• **Set problem**
Starting with the line that contains "Q: For each instance of the green", copy every line through the end of the data below, exactly and with nothing added.

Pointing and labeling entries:
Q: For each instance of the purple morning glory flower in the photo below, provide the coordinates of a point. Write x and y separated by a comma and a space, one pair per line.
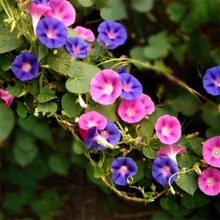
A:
25, 66
123, 168
163, 168
77, 47
211, 81
131, 87
102, 139
51, 32
112, 34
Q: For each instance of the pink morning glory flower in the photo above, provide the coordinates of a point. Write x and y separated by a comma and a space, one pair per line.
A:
211, 81
168, 129
122, 168
37, 10
171, 151
6, 97
211, 151
209, 182
92, 119
85, 33
148, 103
63, 11
25, 66
105, 87
131, 111
163, 168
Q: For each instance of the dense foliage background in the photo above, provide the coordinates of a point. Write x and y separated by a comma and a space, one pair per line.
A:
41, 160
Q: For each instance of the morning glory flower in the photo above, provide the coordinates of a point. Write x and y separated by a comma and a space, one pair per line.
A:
25, 66
105, 87
51, 32
84, 33
122, 168
63, 11
112, 34
168, 129
131, 87
211, 81
211, 151
77, 47
209, 182
171, 151
6, 97
102, 139
131, 111
92, 119
163, 168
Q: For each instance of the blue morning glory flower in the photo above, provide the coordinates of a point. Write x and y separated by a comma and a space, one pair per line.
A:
211, 81
51, 32
163, 168
122, 168
131, 87
112, 34
102, 139
25, 66
77, 47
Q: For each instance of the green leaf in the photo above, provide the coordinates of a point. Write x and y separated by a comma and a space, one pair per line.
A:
142, 5
59, 164
188, 182
24, 157
47, 205
70, 106
115, 10
175, 10
60, 62
7, 122
86, 3
46, 95
47, 109
80, 74
9, 40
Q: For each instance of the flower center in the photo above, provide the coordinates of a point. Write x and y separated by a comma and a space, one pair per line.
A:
217, 82
130, 112
165, 131
166, 170
51, 34
209, 181
123, 170
108, 89
111, 35
26, 67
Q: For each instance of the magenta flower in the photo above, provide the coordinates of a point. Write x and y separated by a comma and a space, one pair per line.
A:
122, 168
211, 81
131, 111
63, 11
148, 103
51, 32
92, 119
209, 182
37, 9
25, 66
77, 47
102, 139
85, 33
112, 34
171, 151
105, 87
211, 151
6, 97
168, 129
163, 168
131, 87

• **Completed exercise**
Q: For each instance of the green leaf in the photo above, provide the coordinates of a point. Write x and y separated by a comma and a space, one pair per line.
A:
142, 5
59, 164
188, 182
24, 157
47, 205
70, 106
115, 10
175, 10
60, 62
7, 122
86, 3
46, 95
47, 109
80, 74
9, 40
Q: For each instance of the flower center in the photo above, provide the coordinates of a point. Write x and y separated by a comma and a space, one pair per line.
A:
217, 82
130, 112
165, 131
166, 170
51, 34
209, 181
123, 170
108, 89
111, 35
26, 67
Q: For each instance of the magenta flower in the photo above, provide the coordinates of a point. Write x and y separated by a comma and a space, one pair per line.
A:
122, 168
211, 81
131, 111
63, 11
148, 103
51, 32
92, 119
209, 182
37, 9
25, 66
77, 47
102, 139
85, 33
112, 34
171, 151
105, 87
211, 151
6, 97
168, 129
163, 168
131, 87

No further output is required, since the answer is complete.